**Brief**. Return the exact lines spanning from the line with "the red trim" through the last line of the entries, boundaries included, and no others.

Rows from a pointing dataset
_ _ _ _ _

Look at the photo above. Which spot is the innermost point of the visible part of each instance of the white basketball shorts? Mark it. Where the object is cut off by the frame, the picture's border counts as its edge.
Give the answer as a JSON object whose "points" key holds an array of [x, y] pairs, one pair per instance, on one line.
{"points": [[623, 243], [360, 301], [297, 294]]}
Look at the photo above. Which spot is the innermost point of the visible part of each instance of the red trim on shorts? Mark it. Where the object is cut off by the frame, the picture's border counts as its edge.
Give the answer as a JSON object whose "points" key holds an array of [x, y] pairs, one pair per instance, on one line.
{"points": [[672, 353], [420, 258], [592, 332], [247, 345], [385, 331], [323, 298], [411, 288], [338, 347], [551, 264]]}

_ _ _ _ _

**Response below**.
Look at the photo above. Which spot is the innermost point of the visible part of each instance of the red trim on shorts? Mark it. Where the object is cut off by the frame, the picture's border counts as its edge.
Give the answer as a JSON object whose "points" key holds an array of [x, y] pairs, one pair per instance, on one line.
{"points": [[672, 353], [420, 258], [592, 332], [247, 345], [385, 331], [323, 298], [411, 288], [338, 347], [551, 264]]}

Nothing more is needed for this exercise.